Position annotation entries:
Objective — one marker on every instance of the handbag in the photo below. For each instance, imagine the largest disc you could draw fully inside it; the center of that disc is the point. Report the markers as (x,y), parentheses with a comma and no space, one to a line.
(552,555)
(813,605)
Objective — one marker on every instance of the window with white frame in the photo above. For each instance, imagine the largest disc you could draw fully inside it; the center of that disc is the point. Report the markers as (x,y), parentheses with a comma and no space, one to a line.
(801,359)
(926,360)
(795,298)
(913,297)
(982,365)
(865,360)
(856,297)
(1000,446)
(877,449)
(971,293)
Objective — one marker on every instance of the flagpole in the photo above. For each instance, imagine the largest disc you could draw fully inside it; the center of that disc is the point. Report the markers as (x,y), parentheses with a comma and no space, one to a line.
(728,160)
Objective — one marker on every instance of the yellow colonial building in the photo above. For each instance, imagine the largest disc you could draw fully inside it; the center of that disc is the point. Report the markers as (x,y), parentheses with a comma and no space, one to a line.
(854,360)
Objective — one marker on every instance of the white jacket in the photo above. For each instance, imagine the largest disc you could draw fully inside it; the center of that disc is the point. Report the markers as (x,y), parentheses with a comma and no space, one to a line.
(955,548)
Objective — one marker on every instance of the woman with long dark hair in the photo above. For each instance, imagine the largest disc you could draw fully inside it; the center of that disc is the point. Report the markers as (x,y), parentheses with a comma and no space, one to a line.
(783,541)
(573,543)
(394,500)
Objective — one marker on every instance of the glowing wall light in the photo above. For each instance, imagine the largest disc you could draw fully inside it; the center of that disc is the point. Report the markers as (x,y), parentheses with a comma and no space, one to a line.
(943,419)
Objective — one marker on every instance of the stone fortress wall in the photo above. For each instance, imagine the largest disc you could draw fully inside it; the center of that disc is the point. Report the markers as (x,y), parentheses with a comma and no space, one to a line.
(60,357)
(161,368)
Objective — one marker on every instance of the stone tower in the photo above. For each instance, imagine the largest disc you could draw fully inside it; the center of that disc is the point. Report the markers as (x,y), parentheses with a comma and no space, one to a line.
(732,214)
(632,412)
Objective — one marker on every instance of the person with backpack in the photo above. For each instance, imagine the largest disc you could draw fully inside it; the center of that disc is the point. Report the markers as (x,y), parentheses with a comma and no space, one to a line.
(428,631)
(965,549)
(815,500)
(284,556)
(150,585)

→ **Exercise aim**: Reproduce all of the entries above line for line, without changing a single character.

→ **Worked solution**:
Objective — one marker on every instance of the handbag in the photo below. For each instance, imagine the largest disc you could draw fully inside it; the center of that disc is the point. Report the markers as (x,y), parentheses with a comma and no space, one to a line.
(552,555)
(813,605)
Objective — one marker on every instance of the window with white frame in the photo above. For each instance, imagine the largest disc you could draw fully inside it; the center of that disc is the point. Report the markers as (x,y), parentheses with a comma and no space, one to a line.
(801,359)
(926,360)
(795,298)
(913,297)
(982,365)
(865,360)
(856,297)
(1000,446)
(877,449)
(971,293)
Objective — one marker on every instance of the flagpole in the photo above. For each instance, imagine the largest disc you could draw fully inside it; the center of that disc is the point. Report the markers as (x,y), parentheses with a comma and no space, one to a line.
(728,160)
Objective — one marker on every instance of the yellow colonial building in the photo above. For each instance, imagine the largest disc you could draw fully inside it; the center of that disc is the point. Report the markers as (x,y), parentheses with a comma and no space, one to a line.
(854,360)
Objective — one marker on every instance of the white jacket in the photo above. For each instance, imagine the largest disc you could draw fully inside it; the center of that disc is the point. Report the markers as (x,y), parentheses with a comma and no space, one to a line.
(955,548)
Objective — one marker on every instance of the woman with long dark hair in the photo above. For each instance, imagine the largest disc you could draw fully inside it; the center of that disc is the point. Report the markers as (x,y), parentheses with a comma and no space, one to a line.
(783,541)
(573,543)
(394,500)
Objective — one marker on every instance of the glowing wall light in the photo above. For each instance, imagine the largest disc you could draw fully inside it; the center of that disc is the point. Report the markers as (x,y), parentheses with a comma and no space, one to a line.
(943,419)
Objective — one marker on every instance of the stone fortress wall in the photo above. For each instance, imagine the largest disc you could draw fully inside it; the center of that disc is the point. Report the markers as (x,y), parentheses with a comma and no space, one to a line.
(60,357)
(161,368)
Objective — one marker on every instance of the stone tower in the photo above. For each instance, imagine the largest disc you could draw fully inside it; the center of that disc is the point. Report the markers as (x,y), parentheses with a comma and no space, one to a line.
(732,214)
(632,412)
Objective — one marker on every instance of the person with backpack in the photo above. For each instance, imagine the largest disc you could draw fully inside it; the center of that disc is the point. Report the markers as (x,y), parentheses with a comma and no space, one to a line.
(428,631)
(965,549)
(815,500)
(284,556)
(150,585)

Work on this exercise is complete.